Directions for this task →
In the abstract on endotoxin-induced lung injury, which cells showed no signs of injury after L-NAME plus LPS?

Passage to read →
§
NOS-2-derived NO is involved in
hypotension,
vasoplegia, metabolic disorders and
lung injury in endotoxic
shock. On the other hand, NOS-3-derived NO protects against LPS-induced
lung injury. We have previously shown that NO limits
lung injury in the isolated blood-perfused rat lung. Here we characterize the ultrastructure of microvascular
lung injury induced by LPS in the absence of endogenous NO and summarize our data on the mechanisms of immediate lung response to LPS in the presence and absence of endogenous NO. Injection of LPS (from E.Coli, 300 microg/ml) into the isolated blood-perfused rat lung induced an immediate transient constriction of airways and vessels that was not associated with lung
edema and pulmonary microcirculation injury. In contrast, in the presence of the NOS inhibitor
L-NAME (300 microg/ml), LPS produced an enhanced constriction of airways and vessels, which was accompanied by profound lung
edema and capillary-alveolar barrier injury, as evidenced by optic and electron microscopy. Microvascular
lung injury was confirmed by the following findings:
edema of pulmonary endothelium with low electronic density of endothelial cytoplasm, presence of
protein-rich fluid and numerous erythrocytes in alveolar space, concentric figures of damaged tubular myelin of
surfactant (myelin-like bodies),
edema of epithelium type I cells with low electronic density of their cytoplasm and alterations in ultrastructure of basal membrane of vascular-alveolar barrier. Interestingly, epithelial type II cells did not show signs of injury. It is worth noting that capillary-alveolar barrier injury induced by L-NAME+LPS was associated with sequestration of platelets and neutrophils in pulmonary microcirculation and internalization of LPS by neutrophils. In conclusion, in the absence of endogenous
nitric oxide LPS induces injury of microvascular endothelium and vascular-alveolar barrier that leads to fatal
pulmonary edema. Mechanisms of immediate lung response to LPS in presence of NO and those leading to acute microvascular
lung injury in response to LPS in absence of NO are summarized. In our view, immediate lung response to bacterial
endotoxin represents a phylogenetically ancient host defence response involving
complement-dependent activation of platelets and neutrophils and subsequent production of
lipid mediators. This response is designed for a quick elimination of bacterial
endotoxin from the circulation and is safeguarded by endothelial NO.
§
Data provided →
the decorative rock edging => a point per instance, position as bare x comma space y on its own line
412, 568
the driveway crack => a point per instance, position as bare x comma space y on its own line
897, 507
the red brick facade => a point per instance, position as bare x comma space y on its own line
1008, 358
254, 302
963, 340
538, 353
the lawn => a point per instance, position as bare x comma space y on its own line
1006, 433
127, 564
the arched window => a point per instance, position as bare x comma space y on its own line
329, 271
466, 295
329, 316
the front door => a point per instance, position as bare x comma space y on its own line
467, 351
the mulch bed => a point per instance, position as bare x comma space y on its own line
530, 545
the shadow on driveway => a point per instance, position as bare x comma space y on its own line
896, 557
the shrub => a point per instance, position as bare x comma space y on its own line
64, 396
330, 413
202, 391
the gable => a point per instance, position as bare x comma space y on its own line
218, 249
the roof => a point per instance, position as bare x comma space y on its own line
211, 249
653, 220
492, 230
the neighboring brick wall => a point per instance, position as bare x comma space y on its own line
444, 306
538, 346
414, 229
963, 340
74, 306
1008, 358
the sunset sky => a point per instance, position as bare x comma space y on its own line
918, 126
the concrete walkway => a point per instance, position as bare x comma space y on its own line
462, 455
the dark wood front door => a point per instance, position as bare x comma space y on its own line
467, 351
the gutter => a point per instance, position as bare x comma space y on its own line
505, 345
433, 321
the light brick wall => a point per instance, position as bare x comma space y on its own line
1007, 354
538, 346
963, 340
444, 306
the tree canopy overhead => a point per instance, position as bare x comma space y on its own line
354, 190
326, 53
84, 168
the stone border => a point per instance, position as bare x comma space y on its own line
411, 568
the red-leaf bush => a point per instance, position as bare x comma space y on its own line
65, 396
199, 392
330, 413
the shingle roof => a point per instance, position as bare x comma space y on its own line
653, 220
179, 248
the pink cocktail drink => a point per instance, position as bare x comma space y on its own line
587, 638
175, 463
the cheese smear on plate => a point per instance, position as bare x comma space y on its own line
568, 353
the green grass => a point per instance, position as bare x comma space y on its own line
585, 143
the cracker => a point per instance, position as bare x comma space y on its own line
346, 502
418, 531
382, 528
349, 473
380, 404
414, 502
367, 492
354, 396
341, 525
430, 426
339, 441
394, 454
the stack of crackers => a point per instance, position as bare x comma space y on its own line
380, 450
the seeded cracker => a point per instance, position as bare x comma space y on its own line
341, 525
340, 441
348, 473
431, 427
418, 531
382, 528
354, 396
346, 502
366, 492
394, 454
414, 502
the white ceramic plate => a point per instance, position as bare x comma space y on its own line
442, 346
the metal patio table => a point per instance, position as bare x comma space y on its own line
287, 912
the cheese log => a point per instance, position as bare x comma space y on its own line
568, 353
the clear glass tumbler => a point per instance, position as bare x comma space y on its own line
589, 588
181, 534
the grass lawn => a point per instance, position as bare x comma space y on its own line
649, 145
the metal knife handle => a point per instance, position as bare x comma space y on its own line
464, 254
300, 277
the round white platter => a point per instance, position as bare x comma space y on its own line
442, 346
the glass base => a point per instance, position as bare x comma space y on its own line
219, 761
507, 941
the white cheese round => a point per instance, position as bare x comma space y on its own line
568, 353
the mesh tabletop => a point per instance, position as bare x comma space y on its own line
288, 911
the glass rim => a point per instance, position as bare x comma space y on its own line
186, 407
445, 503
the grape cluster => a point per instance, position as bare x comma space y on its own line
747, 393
§
Exercise response →
Epithelial type II cells.